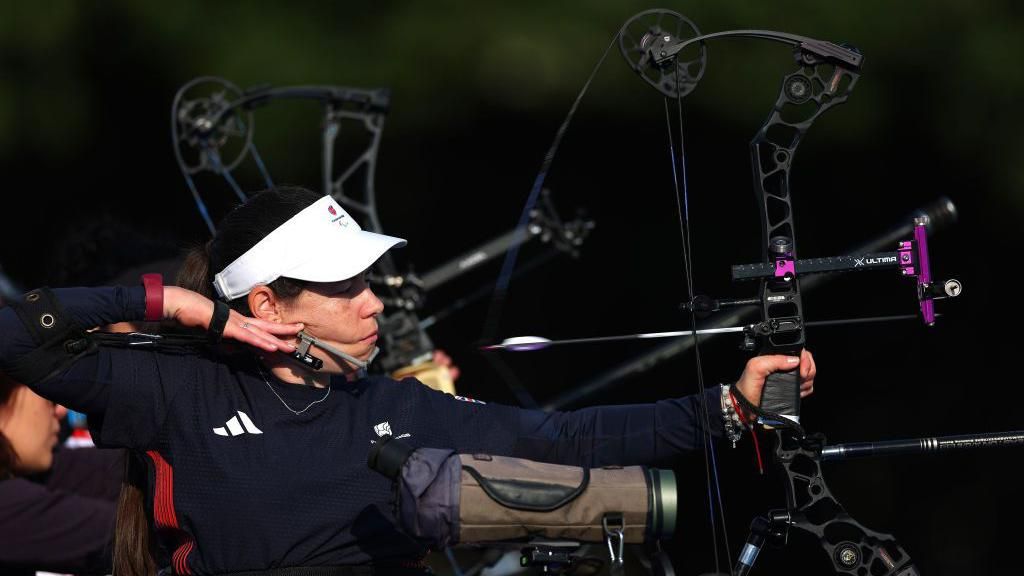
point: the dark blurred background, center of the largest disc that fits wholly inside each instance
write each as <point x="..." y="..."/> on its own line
<point x="91" y="189"/>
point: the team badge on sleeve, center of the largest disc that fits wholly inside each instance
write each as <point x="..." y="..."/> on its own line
<point x="471" y="400"/>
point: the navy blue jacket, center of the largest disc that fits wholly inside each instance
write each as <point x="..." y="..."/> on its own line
<point x="242" y="483"/>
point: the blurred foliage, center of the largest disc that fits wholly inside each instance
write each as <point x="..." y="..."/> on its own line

=== PROBLEM TO SOLVE ===
Reproduce the items from the line containing "point: the navy" through the end of the items, both ends included and requests kept as they are. Multiply each point coordinate in the answers by 2.15, round it to a whole number with halves going up, and give only those lines.

=== EXPECTED OUTPUT ===
point: the navy blue jacket, center of the largest disc that fits wholly inside each instance
write each as <point x="..." y="..."/> on its own line
<point x="520" y="1038"/>
point: the blurred foliage, center of the largest disc that fits wholly inside each instance
write each as <point x="..." y="..."/> on its own line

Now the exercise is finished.